> TASK OBJECTIVE:
Find the line with "blue sleeveless top." in the records below. Copy it and every line after it, up to and including the line with "the gray cardigan.".

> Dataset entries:

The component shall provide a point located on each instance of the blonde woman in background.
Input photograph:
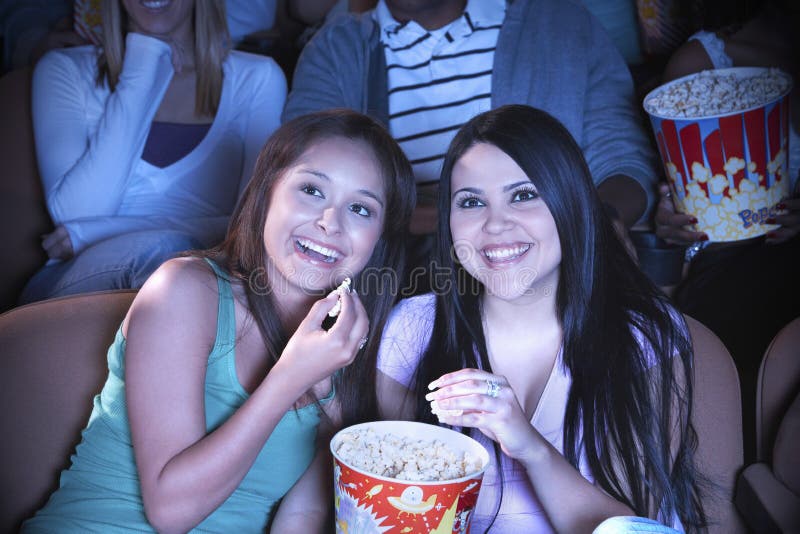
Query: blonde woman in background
(145, 143)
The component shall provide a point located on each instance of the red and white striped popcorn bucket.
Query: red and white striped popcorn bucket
(729, 170)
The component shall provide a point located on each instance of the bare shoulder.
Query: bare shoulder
(180, 295)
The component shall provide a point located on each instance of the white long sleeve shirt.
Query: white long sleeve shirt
(89, 142)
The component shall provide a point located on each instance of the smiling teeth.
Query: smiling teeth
(330, 253)
(499, 254)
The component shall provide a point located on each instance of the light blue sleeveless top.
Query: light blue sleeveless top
(100, 491)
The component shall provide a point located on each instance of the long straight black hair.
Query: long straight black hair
(627, 351)
(243, 255)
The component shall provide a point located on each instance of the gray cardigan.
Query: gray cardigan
(551, 54)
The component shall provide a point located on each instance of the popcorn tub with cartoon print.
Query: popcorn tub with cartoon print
(723, 138)
(400, 477)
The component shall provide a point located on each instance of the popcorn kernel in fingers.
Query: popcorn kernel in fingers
(337, 307)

> TASK RESPONSE:
The component shall provide a point located on each instance of the light blue sleeveless top.
Query: light blue sleeveless top
(100, 491)
The component shall provide a point located on each instance of the long straight black hair.
Query: long straight black hair
(627, 351)
(243, 255)
The component shall provide a point located on each instance of the gray cardigan.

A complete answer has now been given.